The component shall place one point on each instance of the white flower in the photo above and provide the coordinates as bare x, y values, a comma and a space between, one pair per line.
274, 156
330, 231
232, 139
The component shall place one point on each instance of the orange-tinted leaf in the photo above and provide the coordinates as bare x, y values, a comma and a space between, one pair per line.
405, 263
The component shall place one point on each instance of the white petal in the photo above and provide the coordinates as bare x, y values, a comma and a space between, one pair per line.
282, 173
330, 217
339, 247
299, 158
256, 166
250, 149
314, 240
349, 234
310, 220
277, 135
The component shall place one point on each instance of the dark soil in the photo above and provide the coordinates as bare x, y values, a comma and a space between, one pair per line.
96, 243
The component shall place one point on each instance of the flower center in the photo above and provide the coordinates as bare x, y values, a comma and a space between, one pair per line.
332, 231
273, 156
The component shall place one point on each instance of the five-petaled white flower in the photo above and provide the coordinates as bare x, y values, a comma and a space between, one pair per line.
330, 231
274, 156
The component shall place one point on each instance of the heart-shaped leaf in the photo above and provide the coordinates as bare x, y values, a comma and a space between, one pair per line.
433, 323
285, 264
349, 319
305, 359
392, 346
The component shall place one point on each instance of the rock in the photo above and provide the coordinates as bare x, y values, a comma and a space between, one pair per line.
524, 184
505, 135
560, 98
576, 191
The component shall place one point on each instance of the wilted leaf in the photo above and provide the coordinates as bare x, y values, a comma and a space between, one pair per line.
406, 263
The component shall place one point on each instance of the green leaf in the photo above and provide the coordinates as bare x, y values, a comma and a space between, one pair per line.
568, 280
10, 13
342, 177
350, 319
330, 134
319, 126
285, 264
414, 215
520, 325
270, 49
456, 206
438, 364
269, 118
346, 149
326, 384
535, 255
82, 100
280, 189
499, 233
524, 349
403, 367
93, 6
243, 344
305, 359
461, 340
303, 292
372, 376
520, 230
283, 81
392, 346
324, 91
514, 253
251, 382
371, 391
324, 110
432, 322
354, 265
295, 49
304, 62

The request: Copy every one of the records above word for word, keeping their order and putting each on its own line.

Result for this exercise:
The component shall place one point on each instance of the white flower in the photo above and provide the coordinates as bare x, y values, a comma and a space between, one pair per line.
274, 156
330, 231
232, 139
The component shall place one point on each instance of the orange-tinted leaf in the photo above and provide the coordinates as bare x, y values, a comma and a space between, one pair per line.
405, 263
The component shall place one point on each instance of the white petal in the photo above and provide the coordinates as bare x, y values, a comma and a space between, one pair per line.
282, 173
330, 217
339, 247
299, 158
256, 166
250, 149
314, 240
349, 234
310, 220
277, 135
The component shall place one point on each instance of the dark soil in the photo above and provide the coordinates as bare x, y values, a comma and a space between, one pair per line.
96, 243
The component shall place one point on each instance of the flower center in the photo above and provide the coordinates as bare x, y values, a comma and a space between, one pair per line.
332, 231
273, 156
The component shall place one point on each instance of the five-petaled white flower in the photo above and provide the coordinates as bare x, y values, a comma and a space between, one pair per line.
330, 231
274, 156
The component shall place one point on each instance of the heart-shaped leaf in the photo above and provide the coordinates as bare x, y values, a comma and a space between, one pair per line.
433, 323
285, 264
349, 319
305, 359
392, 346
The component shall place one point on each instance of the rock in the photo above and provide the coordinates as bare x, y values, a comma and a space between, one pair per line.
524, 184
505, 135
560, 98
576, 191
The component shall place one point on each instance of the wilted leaf in the photo above and provide the coordinates as bare x, y values, a comma and a space between, one pair per line.
406, 263
The component shall place one point on each instance of the green leaf in the photo above and provide the coordinates as bare x, y values, a comma and a space between, one pair per line.
568, 280
10, 13
342, 177
350, 319
330, 134
319, 126
285, 264
414, 215
520, 325
270, 49
456, 206
438, 364
269, 118
346, 149
326, 384
535, 255
82, 100
280, 189
499, 233
524, 349
403, 367
93, 6
243, 344
305, 359
461, 340
303, 292
372, 376
520, 230
283, 81
392, 346
324, 91
514, 253
251, 382
371, 391
324, 110
432, 322
354, 265
295, 49
304, 62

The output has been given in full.